Questions to answer:
1) In the article on Christian Lee's work appearing in Rolling Stone, how did the magazine come to see his project?
2) Pick up the article on Christian Lee's work appearing in Rolling Stone after its final paragraph and continue it.

Extract to read:

Former Alestle photographer published in Rolling Stone

Demareyo Tittle, 19, foreground, wears part of the outfit he planned on going to prom in along with his homecoming king sash and crown before it was canceled due to COVID-19 concerns on Saturday, May 9, 2020, in Killeen, Texas. “I feel like we wasted our money,” Tittle said. Also pictured (left to right) is his grandmother Erma Allen, 56, brother Omarie Tittle, 16, and mother Juanita Franklin, 36.

Roughly six years ago, Christian Lee gained The Alestle’s attention as a student photographer. Now, he has garnered the recognition from big name publications, most recently, that of Rolling Stone.

In the professional world, Lee worked as a photographer for various news sources, but he got his work published in Rolling Stone thanks to social media.

“I had done a lot of internships and had met a lot of people. There are editors from the Washington Post or the Los Angeles Times, and they shared my work I did, or like and tweet about it and put it on Facebook, and it leads into other opportunities,” Lee said. “Rolling Stone saw it on social and wanted to purchase the usage rights, and they sent over their info.”

The project featured in Rolling Stone was inspired, in part, by the COVID-19 pandemic, and from Lee’s personal life.

“The project was about the students that couldn’t go to prom because of the pandemic. What really motivated me was my cousin, who didn’t get that opportunity. He lives out in [Los Angeles]. They just did nothing. If I was there, we would at least dress him up just to do something about it. And there were people in the neighborhood who wanted that same opportunity,” Lee said. “That inspired me to document other students who didn’t go to prom. [They] needed that opportunity to show out. Doing that once in a while is good for morale, and good for people.”

Because of his connection to the story, Lee cared greatly about it. According to Lee, that is incredibly important to his work.

“I started working on the project because I was passionate. There’s a difference between working on an assignment, and just doing something because you’re passionate about it,” Lee said. “Do what’s required at your job, but remember to submit those ideas that you’re passionate about.”

Stored dataset items
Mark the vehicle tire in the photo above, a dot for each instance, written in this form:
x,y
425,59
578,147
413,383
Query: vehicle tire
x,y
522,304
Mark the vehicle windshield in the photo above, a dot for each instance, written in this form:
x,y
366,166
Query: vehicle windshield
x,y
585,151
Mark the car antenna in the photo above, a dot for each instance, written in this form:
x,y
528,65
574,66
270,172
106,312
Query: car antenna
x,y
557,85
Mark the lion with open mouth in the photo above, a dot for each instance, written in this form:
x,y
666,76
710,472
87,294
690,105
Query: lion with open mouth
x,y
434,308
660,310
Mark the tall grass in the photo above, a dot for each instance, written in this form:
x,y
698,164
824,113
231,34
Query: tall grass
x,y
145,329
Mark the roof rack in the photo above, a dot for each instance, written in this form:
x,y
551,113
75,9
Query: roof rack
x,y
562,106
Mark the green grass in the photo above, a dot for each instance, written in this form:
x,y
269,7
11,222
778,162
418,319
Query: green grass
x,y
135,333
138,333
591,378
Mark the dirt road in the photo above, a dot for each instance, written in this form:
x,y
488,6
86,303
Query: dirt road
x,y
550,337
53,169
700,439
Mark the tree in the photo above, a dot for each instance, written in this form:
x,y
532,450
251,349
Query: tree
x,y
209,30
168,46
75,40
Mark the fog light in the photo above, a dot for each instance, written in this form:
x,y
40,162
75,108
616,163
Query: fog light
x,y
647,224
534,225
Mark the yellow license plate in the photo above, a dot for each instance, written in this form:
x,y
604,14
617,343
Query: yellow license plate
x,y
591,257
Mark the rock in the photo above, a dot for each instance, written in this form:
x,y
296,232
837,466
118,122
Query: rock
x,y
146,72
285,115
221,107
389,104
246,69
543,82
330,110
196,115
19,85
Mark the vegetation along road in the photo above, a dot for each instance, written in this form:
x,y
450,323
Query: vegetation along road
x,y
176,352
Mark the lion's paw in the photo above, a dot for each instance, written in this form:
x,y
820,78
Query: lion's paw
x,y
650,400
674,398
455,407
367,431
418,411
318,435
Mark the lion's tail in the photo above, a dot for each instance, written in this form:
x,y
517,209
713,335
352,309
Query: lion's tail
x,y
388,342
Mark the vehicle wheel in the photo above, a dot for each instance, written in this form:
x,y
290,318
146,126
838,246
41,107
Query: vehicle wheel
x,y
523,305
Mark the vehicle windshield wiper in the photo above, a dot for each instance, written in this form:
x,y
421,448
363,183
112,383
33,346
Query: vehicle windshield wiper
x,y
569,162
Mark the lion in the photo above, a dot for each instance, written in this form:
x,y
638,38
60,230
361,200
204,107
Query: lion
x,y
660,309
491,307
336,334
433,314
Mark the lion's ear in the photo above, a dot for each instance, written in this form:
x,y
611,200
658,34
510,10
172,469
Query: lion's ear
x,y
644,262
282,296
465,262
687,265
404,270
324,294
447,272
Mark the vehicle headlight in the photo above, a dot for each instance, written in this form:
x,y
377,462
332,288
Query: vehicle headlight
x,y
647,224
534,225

Results of the tasks:
1) Rolling Stone saw his work on social media and wanted to purchase the usage rights.

2)
Lee said working with The Alestle gave him chances to explore his passions, like his coverage of the Ferguson, Missouri, protests in 2014. He said the two best parts of the job were the experience he gained and how versatile student journalism was.

“To be honest, [that] was one of my first journalism jobs. I really had an opportunity,” Lee said. “My biggest thing I learned was planning. As a student journalist, you have to plan around your studies and still get your work done. It wasn’t just a nine-to-five [job], it was all very flexible for getting stuff done.”

Specifically, the most useful skill Lee said he learned at The Alestle was preparing for interviews. He also said he was grateful for the stress that courses at SIUE added to his life.

“Some people spend more time trying to execute than to plan,” Lee said. “It is so important to find out about [your subject], find their resume. That’s the planning part of the job. The skill I ultimately learned was planning, on a basic level, around studies, but now … if you can plan around your studies and still do stories, you’re going to be fine.”

Lee said the most important advice for any aspiring journalist would be to develop themself as much as they develop their writing.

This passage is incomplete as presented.